Records from a point labeling set

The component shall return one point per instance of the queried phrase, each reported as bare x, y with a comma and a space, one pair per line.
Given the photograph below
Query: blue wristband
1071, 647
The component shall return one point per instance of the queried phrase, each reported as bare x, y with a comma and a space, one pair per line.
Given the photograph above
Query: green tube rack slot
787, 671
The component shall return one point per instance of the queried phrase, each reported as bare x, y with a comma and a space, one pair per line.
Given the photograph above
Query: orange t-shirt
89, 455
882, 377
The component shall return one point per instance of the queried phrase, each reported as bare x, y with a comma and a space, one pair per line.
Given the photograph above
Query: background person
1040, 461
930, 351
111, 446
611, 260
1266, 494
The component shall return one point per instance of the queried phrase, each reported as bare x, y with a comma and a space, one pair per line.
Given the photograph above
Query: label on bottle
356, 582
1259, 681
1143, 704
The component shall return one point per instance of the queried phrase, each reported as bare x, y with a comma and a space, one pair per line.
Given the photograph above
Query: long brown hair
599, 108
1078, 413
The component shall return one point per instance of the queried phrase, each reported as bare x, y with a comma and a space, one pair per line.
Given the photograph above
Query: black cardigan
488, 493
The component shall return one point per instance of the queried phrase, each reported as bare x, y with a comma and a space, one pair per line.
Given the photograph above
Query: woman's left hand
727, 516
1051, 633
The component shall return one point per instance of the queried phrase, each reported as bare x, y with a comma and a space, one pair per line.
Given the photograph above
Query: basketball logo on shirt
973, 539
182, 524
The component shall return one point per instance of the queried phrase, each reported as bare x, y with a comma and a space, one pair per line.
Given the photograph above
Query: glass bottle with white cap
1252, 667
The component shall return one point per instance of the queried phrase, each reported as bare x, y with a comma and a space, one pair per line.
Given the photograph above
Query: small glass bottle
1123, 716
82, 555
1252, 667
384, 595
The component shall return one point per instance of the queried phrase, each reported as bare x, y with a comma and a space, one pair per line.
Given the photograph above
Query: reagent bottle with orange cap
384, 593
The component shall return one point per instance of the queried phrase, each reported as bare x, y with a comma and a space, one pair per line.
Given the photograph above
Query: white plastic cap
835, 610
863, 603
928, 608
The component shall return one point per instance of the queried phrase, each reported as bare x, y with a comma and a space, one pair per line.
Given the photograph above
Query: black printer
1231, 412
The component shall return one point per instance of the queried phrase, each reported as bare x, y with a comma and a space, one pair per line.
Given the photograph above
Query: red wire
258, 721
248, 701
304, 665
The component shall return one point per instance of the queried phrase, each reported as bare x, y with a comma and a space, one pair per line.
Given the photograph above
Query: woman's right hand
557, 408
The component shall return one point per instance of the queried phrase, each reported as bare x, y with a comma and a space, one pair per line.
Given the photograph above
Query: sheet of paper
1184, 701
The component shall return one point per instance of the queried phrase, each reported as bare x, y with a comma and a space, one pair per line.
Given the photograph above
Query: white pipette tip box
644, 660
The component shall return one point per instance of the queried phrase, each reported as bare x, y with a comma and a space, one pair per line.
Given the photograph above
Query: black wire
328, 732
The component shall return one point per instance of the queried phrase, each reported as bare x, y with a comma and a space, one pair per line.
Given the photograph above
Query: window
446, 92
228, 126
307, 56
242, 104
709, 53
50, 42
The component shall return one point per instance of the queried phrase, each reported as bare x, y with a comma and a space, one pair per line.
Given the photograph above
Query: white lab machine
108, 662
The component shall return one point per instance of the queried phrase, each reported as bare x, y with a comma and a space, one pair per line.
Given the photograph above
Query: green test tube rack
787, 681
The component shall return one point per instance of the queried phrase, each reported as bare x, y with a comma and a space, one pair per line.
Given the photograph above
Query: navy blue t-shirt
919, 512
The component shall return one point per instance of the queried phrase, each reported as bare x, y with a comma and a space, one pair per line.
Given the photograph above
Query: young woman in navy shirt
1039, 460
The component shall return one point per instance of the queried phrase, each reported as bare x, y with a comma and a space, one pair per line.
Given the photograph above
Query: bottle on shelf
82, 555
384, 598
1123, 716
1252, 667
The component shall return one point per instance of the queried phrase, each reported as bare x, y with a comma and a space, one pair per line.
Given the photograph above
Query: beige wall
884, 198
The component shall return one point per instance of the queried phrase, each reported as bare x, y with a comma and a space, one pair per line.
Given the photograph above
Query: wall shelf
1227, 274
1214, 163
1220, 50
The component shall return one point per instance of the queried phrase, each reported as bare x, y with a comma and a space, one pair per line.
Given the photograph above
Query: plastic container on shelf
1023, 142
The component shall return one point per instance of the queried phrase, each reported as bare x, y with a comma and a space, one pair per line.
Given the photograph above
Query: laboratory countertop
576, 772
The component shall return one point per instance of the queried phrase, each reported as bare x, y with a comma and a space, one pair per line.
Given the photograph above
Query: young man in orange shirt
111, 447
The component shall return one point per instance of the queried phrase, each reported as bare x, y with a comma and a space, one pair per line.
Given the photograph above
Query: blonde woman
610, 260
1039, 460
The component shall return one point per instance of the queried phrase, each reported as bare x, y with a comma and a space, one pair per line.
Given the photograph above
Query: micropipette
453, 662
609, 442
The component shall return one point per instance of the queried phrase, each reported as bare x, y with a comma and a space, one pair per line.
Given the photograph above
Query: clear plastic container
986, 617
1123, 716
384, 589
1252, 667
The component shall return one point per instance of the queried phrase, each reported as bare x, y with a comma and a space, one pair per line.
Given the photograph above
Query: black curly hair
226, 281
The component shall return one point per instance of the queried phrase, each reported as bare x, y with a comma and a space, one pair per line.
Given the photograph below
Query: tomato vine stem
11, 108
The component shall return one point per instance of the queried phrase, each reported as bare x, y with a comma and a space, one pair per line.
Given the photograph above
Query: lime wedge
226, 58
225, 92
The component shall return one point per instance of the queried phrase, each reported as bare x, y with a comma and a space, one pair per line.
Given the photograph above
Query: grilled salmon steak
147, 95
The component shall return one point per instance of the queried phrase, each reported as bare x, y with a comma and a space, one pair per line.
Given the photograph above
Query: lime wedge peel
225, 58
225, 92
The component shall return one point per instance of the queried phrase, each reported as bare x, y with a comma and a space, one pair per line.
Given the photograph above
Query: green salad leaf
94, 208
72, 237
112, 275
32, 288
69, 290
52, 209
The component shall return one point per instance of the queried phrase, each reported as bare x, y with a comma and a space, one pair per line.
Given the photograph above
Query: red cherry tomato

■ Problem statement:
Emit the full listing verbatim.

■ Completed exercise:
The component shall return one point per instance of the queried phrase, each reported as bare x, y with a comma and a space, one pair per line.
Given the photograph below
Query: blue wristband
1071, 647
The component shall return one point per instance of the queried phrase, each reported as bare x, y with a comma and a space, one pair per line.
Given the photograph above
Query: green tube rack slot
787, 671
The component shall return one point per instance of the queried phrase, each reported as bare x, y with a comma and a space, one pair per line.
Given the photograph above
Query: orange t-shirt
89, 455
882, 377
The component shall return one point per instance of the queried phrase, each reported as bare x, y with a comma and a space, one pair per line.
Given the photograph above
Query: background person
1040, 461
930, 351
111, 446
611, 260
1266, 494
The component shall return one point per instance of the queried phrase, each reported as bare x, y with a comma and a space, one pair per line.
Given the photograph above
Query: label on bottle
356, 582
1259, 681
1143, 704
The component shall return one point per instance of the queried phrase, each reported as bare x, y with a comma and a space, one pair per line.
Given the photograph above
Query: long brown hair
599, 108
1078, 413
The component shall return one point per instance of the queried phrase, each reported as bare x, y with a comma and a space, one pair per line.
Given the photograph above
Query: black cardigan
488, 493
The component shall return one point per instance of the queried phrase, each reported as bare x, y with a comma and a space, one pair per line.
Given the photograph above
Query: woman's left hand
727, 516
1051, 633
The component shall return one point per instance of the queried phrase, each reported as bare x, y with a comma and a space, one pair per line.
Given the photograph above
Query: basketball logo on shirt
973, 539
182, 524
The component shall return one point per instance of the queried phrase, each reported as bare x, y with a comma and a space, one pair per line.
Given the photograph above
Query: glass bottle with white cap
1252, 667
The component shall return one point per instance of the queried phrase, each reported as bare x, y with a comma and a space, one pair per line.
Given the photograph above
Query: small glass bottle
1123, 716
82, 555
1252, 667
384, 595
The component shall return one point per instance of the queried phrase, each reported as bare x, y with a comma and a space, one pair per line.
Given the photograph above
Query: reagent bottle with orange cap
384, 593
The component shall return one point per instance of the queried phrase, each reported as bare x, y with a comma and a space, one pair per line.
Given the photograph above
Query: white plastic cap
835, 610
863, 603
928, 608
The component shall return one point per instance of the queried phrase, each reported as bare x, y with a comma and a space, one pair per line.
Given the photograph above
Query: black printer
1231, 412
The component shall return one point per instance of the queried phrase, each reported as bare x, y with a comma and a space, one pair per line.
Given the photograph above
Query: red wire
258, 721
248, 701
304, 665
The component shall return one point per instance of the queried phrase, each reported as bare x, y with a comma and a space, one pair per line.
Given the photograph above
Query: woman's right hand
557, 408
The component shall return one point per instance of the queried phrase, each reported as bare x, y with a comma and a space, one pair per line.
Given the photograph above
Query: sheet of paper
1184, 701
The component shall return one point per instance of the queried phrase, each reported as bare x, y with a comma and a space, one pair per line.
Given the photograph above
Query: white pipette tip box
644, 660
The component shall return one point per instance of the queried phrase, each reported as bare x, y with a comma and a space, one pair per line.
Given the photograph above
Query: black wire
328, 732
The component shall return one point per instance of the queried phrase, each reported as bare x, y with a comma and a space, one pair per line.
Given the photograph above
Query: window
446, 92
228, 126
307, 56
242, 104
709, 53
50, 42
The component shall return one point per instance of the queried phrase, each reported as bare x, y with a comma and a space, one pair per line.
Given the photograph above
Query: white lab machine
108, 662
The component shall return one point per instance of the queried phrase, each reported as bare x, y with a comma and a space, one pair per line.
Given the photograph above
Query: green test tube rack
787, 681
The component shall return one point per instance of the queried phrase, each reported as bare x, y with a comma and a space, one pair per line.
Given the photograph above
Query: navy blue t-shirt
919, 512
The component shall return one point per instance of the queried phrase, each reported as bare x, y with a comma and a space, one pair per line.
Given the photograph above
Query: young woman in navy shirt
1039, 460
The component shall return one point per instance of the queried phrase, each reported as bare x, y with a comma and a space, one pair per line.
Given the photograph above
Query: bottle on shelf
82, 555
384, 598
1123, 716
1252, 667
The component shall return one point per instance of the queried phrase, each reported as bare x, y with a comma and a space, one pair per line.
Given the photograph above
Query: beige wall
884, 198
The component shall return one point per instance of the queried phrase, each reported as bare x, y with a comma and a space, one pair per line.
Given the photograph above
Query: wall shelf
1227, 274
1214, 163
1220, 50
The component shall return one point per instance of the queried phrase, each reported as bare x, y with a comma and a space, one pair per line.
Given the photograph above
Query: plastic container on shelf
1023, 142
The component shall return one point per instance of the queried phrase, each reported as bare x, y with a comma and a space, one pair per line.
Given the photograph above
Query: laboratory countertop
576, 772
The component shall return one point per instance of the queried phrase, each reported as bare x, y with a comma and a space, one pair per line.
Given the photograph above
Query: young man in orange shirt
111, 447
The component shall return one point per instance of the queried phrase, each reported as bare x, y with a comma and a space, one pair per line.
Given the photograph above
Query: blonde woman
610, 260
1039, 460
The component shall return one point per instance of the queried phrase, each reported as bare x, y with a comma and a space, one pair per line.
Given the photograph above
Query: micropipette
453, 662
609, 442
The component shall return one point per instance of the queried phrase, each reported as bare x, y with a comma and a space, one pair per line.
Given the photograph above
Query: clear plastic container
986, 617
1123, 716
384, 589
1252, 667
The component shall return one point per instance of the queried phrase, each reported as bare x, y with a comma and a space, one pair per line.
Given the photograph above
Query: black curly hair
226, 281
The component shall return one point per instance of the queried phrase, each reported as bare x, y with a comma and a space, one pair per line.
Given the photograph below
Query: tomato vine stem
11, 108
The component shall return one point per instance of the queried phrase, each reported as bare x, y with a comma and a space, one pair per line.
Given the photograph above
Query: lime wedge
226, 58
225, 92
The component shall return one point per instance of the queried phrase, each reported as bare x, y with a comma and a space, one pair per line.
Given the photograph above
Query: grilled salmon steak
147, 95
The component shall return one point per instance of the queried phrase, each reported as bare x, y with a comma and a space, one pair per line.
Given the photograph above
Query: lime wedge peel
225, 58
225, 92
The component shall return one point per instance of the queried phrase, each reported as bare x, y with a comma and a space, one pair per line.
Given the photograph above
Query: green salad leaf
94, 208
72, 237
112, 275
32, 288
69, 290
52, 209
The component shall return one point per instance of the queried phrase, each reported as bare x, y with a comma and a space, one pair per line.
Given the photograph above
Query: red cherry tomato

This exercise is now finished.